[TO DO]: Return all the data below as it stands, minus the pictures.

BEGIN

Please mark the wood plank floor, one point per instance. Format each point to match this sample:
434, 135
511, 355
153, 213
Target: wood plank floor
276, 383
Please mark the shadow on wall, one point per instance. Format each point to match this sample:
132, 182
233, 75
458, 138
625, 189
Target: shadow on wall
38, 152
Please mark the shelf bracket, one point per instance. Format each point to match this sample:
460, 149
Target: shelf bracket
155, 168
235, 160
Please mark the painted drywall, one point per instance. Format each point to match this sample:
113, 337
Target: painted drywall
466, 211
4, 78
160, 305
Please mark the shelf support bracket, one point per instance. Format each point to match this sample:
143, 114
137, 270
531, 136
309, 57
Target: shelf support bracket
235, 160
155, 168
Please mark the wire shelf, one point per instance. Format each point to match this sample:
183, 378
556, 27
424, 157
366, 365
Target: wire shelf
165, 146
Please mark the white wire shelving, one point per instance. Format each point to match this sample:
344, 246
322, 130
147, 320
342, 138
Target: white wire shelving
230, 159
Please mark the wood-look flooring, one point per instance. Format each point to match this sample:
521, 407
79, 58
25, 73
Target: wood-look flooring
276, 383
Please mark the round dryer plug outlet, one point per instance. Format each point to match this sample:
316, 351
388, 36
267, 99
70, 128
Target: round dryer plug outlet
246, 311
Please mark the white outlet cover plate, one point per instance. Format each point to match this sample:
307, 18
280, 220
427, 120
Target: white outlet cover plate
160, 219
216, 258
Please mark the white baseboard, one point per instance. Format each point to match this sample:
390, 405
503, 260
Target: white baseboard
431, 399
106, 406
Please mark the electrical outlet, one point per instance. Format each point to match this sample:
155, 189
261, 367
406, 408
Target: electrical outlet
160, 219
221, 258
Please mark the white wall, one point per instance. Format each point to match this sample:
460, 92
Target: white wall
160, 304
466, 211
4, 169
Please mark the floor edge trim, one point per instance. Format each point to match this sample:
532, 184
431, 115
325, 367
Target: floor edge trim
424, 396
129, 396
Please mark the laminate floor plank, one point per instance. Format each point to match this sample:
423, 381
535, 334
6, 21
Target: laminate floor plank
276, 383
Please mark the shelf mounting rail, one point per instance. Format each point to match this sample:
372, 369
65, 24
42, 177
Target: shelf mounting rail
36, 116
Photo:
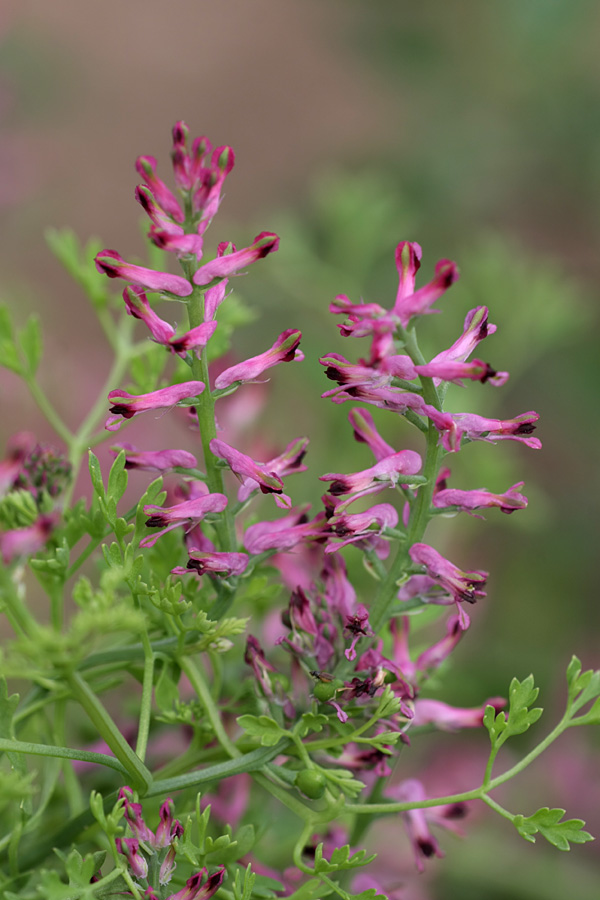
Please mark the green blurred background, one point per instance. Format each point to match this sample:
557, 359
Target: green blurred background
473, 128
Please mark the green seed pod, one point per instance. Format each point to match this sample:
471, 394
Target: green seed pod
311, 783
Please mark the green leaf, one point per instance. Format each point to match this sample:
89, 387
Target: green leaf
311, 722
388, 703
9, 357
521, 695
166, 692
547, 822
96, 475
30, 339
341, 859
264, 727
582, 687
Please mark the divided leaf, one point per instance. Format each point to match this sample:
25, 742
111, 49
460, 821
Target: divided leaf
264, 727
547, 822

END

[RESULT]:
Please mark the wood plank floor, one point per instance. Format each point to match this sample:
434, 135
511, 355
153, 213
Target: wood plank floor
276, 383
Please mark the shadow on wall, one point per instance. Format each point to match this sample:
132, 182
233, 75
458, 138
625, 189
Target: shadow on wall
38, 152
Please mark the shelf bracket, one point per instance. Format each point to match this sample:
460, 149
Target: shelf bracket
155, 168
235, 160
Please mark the painted drywall, one point per instance. Format each point to match this sample:
113, 337
Target: painted drywall
466, 211
4, 78
160, 305
Please mark the shelf support bracket, one point per instance. Format each point to match this sample:
143, 114
137, 270
531, 136
309, 57
Target: shelf support bracket
235, 160
155, 168
Please mark the wire shelf, one point per instance. Format each point to match this sample:
183, 378
556, 27
424, 157
366, 365
Target: wire shelf
165, 146
Please mark the white wire shelving, one point per instance. Format each point to match this sample:
344, 246
322, 130
147, 320
342, 138
Target: white wire shelving
230, 159
Please mark the wood-look flooring, one point per instance. Format each point to match this sample:
521, 407
79, 58
25, 73
Target: wood-look flooring
276, 383
Please mark the round dryer plug outlet, one point per instance. Format each point to match this sample:
316, 351
388, 36
267, 99
70, 128
Target: round dryer plug outlet
246, 311
Please mark the white outlet cover plate, one point per instance. Format each point to match this sample:
307, 18
280, 220
427, 120
Target: white outlet cover plate
160, 219
216, 258
Please mark the white baseboard, one point per instance. Format each point to match this sample:
390, 405
503, 260
Target: white baseboard
431, 399
106, 406
Please mark the electrical outlet, one point per instance. Format each point to match this sample:
155, 189
261, 367
406, 408
Target: electrical outlet
160, 219
221, 258
Please mark the white wall, one point per instance. Format each point to match this sample:
460, 92
Target: white wall
160, 304
466, 211
4, 169
Please mark the floor edge trim, one point per instance. Format each point to match this sample:
532, 184
431, 115
325, 367
Target: floor edge trim
424, 396
129, 396
Please mark the laminate floor plank, one point per instance. Format each point to match this sample:
423, 381
535, 334
6, 21
Target: laminate floor plank
276, 383
Please mark the shelf mounting rail, one point per instance. Format each point to match this sample:
372, 369
65, 24
42, 177
Target: shelf mounting rail
36, 116
Photo:
Please mark the green blurred background, one point per instance. Format each point to match this sample:
557, 359
Target: green blurred background
473, 128
Please mark the green seed pod, one point per instance. Format each point to match this sample:
471, 394
Target: green seed pod
311, 783
Please mark the green leaf, one point per instance. Format each point to match this sample:
89, 387
Target: green leaf
311, 722
388, 703
9, 357
521, 695
166, 692
547, 822
96, 475
30, 339
341, 859
264, 727
582, 687
Please mark the divided leaf, one point per instance. Format each point to match this sample:
25, 742
111, 49
460, 821
Target: divided leaf
264, 727
547, 822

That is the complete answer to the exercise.